EXERCISE DATA
*** Block opens ***
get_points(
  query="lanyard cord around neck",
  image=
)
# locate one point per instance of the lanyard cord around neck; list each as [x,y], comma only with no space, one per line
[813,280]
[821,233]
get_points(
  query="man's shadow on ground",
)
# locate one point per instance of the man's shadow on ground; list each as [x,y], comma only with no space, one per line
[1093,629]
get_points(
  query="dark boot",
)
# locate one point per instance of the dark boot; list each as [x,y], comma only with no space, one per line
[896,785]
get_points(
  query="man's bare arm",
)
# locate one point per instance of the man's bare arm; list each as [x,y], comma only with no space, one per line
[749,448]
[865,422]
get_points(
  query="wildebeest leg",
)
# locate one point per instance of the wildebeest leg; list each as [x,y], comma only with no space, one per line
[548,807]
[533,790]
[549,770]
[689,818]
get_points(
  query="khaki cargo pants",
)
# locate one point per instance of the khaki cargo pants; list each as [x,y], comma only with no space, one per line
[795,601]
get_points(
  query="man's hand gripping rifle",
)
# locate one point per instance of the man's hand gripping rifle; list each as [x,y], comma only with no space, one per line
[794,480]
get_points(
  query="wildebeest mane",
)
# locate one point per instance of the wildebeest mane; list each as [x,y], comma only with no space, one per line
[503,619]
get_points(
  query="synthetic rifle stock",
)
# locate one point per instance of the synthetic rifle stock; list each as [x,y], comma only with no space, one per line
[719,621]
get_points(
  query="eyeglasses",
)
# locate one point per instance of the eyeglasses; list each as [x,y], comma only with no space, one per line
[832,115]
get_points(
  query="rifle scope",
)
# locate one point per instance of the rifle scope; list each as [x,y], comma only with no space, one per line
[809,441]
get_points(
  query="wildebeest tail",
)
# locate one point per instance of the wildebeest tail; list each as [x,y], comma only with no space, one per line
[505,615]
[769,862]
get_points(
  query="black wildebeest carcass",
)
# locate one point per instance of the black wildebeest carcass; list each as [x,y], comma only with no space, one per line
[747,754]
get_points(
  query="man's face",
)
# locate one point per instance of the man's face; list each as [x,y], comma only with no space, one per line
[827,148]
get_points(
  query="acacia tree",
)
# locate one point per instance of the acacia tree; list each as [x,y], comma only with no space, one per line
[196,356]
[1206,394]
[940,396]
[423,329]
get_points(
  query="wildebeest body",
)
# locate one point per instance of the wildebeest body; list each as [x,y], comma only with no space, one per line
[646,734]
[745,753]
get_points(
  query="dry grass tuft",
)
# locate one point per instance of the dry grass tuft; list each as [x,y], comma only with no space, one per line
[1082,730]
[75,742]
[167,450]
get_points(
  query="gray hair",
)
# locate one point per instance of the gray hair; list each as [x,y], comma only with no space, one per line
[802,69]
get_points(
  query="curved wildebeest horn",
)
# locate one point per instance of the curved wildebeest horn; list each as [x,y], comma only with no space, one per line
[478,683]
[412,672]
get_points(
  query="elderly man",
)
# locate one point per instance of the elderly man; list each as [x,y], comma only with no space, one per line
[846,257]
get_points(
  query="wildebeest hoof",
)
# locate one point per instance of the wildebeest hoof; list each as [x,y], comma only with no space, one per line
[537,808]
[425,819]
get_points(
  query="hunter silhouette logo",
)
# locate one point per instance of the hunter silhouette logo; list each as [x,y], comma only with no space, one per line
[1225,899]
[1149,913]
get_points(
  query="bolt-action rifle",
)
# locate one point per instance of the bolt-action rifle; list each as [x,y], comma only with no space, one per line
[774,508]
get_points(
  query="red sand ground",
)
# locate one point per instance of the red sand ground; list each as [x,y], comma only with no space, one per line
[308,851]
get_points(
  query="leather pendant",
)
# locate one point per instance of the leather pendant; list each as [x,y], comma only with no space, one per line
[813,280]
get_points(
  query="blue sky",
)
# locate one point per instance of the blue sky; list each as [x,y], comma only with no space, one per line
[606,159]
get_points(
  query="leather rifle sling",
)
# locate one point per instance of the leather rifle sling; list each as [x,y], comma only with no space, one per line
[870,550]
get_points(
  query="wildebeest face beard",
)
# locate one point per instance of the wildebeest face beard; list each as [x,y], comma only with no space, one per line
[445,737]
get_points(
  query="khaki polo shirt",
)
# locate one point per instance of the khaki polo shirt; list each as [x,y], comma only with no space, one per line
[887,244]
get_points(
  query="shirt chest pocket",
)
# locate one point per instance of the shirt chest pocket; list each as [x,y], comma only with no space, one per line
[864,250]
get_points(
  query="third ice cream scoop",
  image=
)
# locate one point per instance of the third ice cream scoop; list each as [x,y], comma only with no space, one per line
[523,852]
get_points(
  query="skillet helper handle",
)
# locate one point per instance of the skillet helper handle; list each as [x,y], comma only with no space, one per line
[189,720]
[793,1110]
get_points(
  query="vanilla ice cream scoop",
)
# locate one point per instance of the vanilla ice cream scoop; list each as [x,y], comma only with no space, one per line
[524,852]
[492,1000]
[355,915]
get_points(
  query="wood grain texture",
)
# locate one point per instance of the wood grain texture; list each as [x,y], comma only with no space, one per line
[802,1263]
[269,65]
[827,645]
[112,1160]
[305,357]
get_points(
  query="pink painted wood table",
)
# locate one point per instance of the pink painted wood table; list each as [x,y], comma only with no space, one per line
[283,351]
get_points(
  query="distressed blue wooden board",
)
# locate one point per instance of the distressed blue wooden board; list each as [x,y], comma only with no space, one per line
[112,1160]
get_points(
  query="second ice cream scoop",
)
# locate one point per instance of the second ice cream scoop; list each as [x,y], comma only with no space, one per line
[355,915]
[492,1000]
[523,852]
*** Block closes ***
THE TASK
So that nothing differs from the original, transcribe all of the records above.

COMPLETED EXERCISE
get_points(
  query="lanyard cord around neck",
  image=
)
# locate one point per instance of the lanyard cord around neck; list each as [x,y], comma only with no space, one per line
[813,280]
[821,233]
get_points(
  query="man's shadow on ground",
)
# locate one point per instance of the man's shadow on ground; list each as [x,y], comma only with no space, one per line
[1093,629]
get_points(
  query="dark boot",
)
# locate one point per instance of the dark boot; list each as [x,y], comma only with no space, one per line
[896,785]
get_points(
  query="man's bare arm",
)
# locate one point per instance of the man's bare arm; list each as [x,y], comma only with no space, one per line
[749,448]
[865,422]
get_points(
  query="wildebeest leg",
)
# locate one point per instance of the wildebeest leg; list each as [x,y], comma only with no space, one per line
[548,807]
[533,790]
[549,770]
[689,818]
get_points(
  query="khaki cargo pants",
)
# locate one point per instance of the khaki cargo pants; list each as [x,y], comma only with no space, one per line
[795,601]
get_points(
  query="man's hand gripping rifle",
)
# locate one point per instance of the man's hand gripping rifle; list each as [x,y], comma only with no space, one per line
[794,480]
get_points(
  query="wildebeest mane",
)
# locate one point per instance of the wildebeest mane; list each as [x,y], comma only with no space, one per line
[503,619]
get_points(
  query="synthetic rifle stock",
)
# locate one point per instance of the synthetic rifle stock; list each as [x,y], comma only with no space, one per line
[719,621]
get_points(
  query="eyeglasses",
)
# locate one point per instance of the eyeglasses; list each as [x,y], comma only with no space, one per line
[832,115]
get_points(
  query="rifle scope",
)
# locate one point per instance of the rifle scope; list each as [x,y], comma only with no space, one per line
[809,441]
get_points(
  query="wildebeest tail",
)
# locate one point per instance of the wildebeest tail; list each as [x,y], comma only with no space, one per line
[505,615]
[769,862]
get_points(
  query="black wildebeest carcass",
)
# locate one point per instance of the black wildebeest carcass; list each as [x,y], comma only with no space, one per line
[747,754]
get_points(
  query="man's face",
)
# locate one point per instance of the man's face; list each as [x,y], comma only with no space, one per line
[827,148]
get_points(
  query="acacia tree",
)
# locate one point per instance of the acacia tree; list each as [x,y], comma only with no space, one per line
[196,356]
[1206,394]
[940,396]
[423,329]
get_points(
  query="wildebeest body",
)
# locate one point per instance of the wildebeest body; list each as [x,y], comma only with no space, one per line
[646,734]
[745,753]
get_points(
  query="dry grass tuft",
)
# locate one point per instance of the dry grass tuft; list each as [x,y], comma only with no space, one per line
[1082,730]
[75,742]
[167,450]
get_points(
  query="gray hair",
)
# locate one point per instance of the gray hair; list each as [x,y], comma only with no space, one per line
[802,69]
get_points(
  query="curved wildebeest horn",
)
# locate one point per instance of the curved wildebeest horn; list each as [x,y], comma only with no space, one per line
[478,683]
[412,672]
get_points(
  query="elderly man",
)
# locate one point per instance of the elderly man; list each as [x,y], comma only with no space, one per line
[846,257]
get_points(
  query="wildebeest hoof",
)
# locate one point per instance of the wildebeest hoof; list each as [x,y], comma only with no space, one per line
[537,808]
[425,819]
get_points(
  query="hunter silhouette logo",
)
# locate one point per instance of the hunter silhouette logo; list each as [x,y], comma only with no space, one per line
[1225,899]
[1149,913]
get_points(
  query="bolt-action rifle",
)
# locate one point per instance of the bolt-action rifle; list each as [x,y], comma only with no space, one per line
[774,508]
get_points(
  query="red sand ground",
)
# locate one point per instance of the red sand ground; list each as [x,y], comma only with no space, one per line
[308,851]
get_points(
  query="leather pendant",
)
# locate one point per instance of the leather pendant; list each as [x,y], comma only with no space, one per line
[813,280]
get_points(
  query="blue sky",
)
# locate one point per instance of the blue sky; list each as [x,y], comma only with no space, one per line
[606,159]
get_points(
  query="leather rifle sling",
)
# locate one point per instance of the leather rifle sling; list each as [x,y], comma only with no space, one per line
[870,550]
get_points(
  query="wildebeest face beard",
)
# locate one point per instance of the wildebeest face beard; list each as [x,y], comma only with no space, one per line
[445,737]
get_points(
  query="khaki polo shirt",
)
# locate one point per instance of the khaki polo shirt; list each as [x,y], comma only with no space, one per line
[887,244]
get_points(
  query="shirt chest pocket",
)
# locate one point per instance of the shirt chest pocket; list each as [x,y], comma only with no space, one per line
[864,250]
get_points(
  query="third ice cream scoop",
  image=
)
# locate one point per instance of the third ice cream scoop; list each as [x,y], comma only with no space, one per line
[523,852]
get_points(
  query="skillet helper handle",
)
# locate one point per instance of the skillet helper handle; list each as [x,y], comma only with no space, one per line
[189,720]
[793,1110]
get_points(
  query="vanilla ice cream scoop",
)
# locate one point per instance of the vanilla ice cream scoop; list each as [x,y], comma only with no space, one per line
[524,852]
[492,1000]
[355,915]
get_points(
  query="wood grain texture",
)
# locate one point per instance of the wood grain texture; list each as [x,y], comma only with no space, one per line
[802,1263]
[269,65]
[827,645]
[112,1160]
[305,357]
get_points(
  query="pink painted wood table",
)
# locate one point per instance of the pink painted wood table; list each as [x,y], comma only with no space, one per line
[283,351]
get_points(
  query="distressed blue wooden board",
)
# locate one point per instance of the distressed blue wooden board; list each as [x,y], comma only with no space, one per line
[112,1160]
get_points(
  query="second ice cream scoop",
)
# locate one point per instance of the second ice cream scoop; list each as [x,y], comma only with no space, one per line
[355,915]
[492,1000]
[523,852]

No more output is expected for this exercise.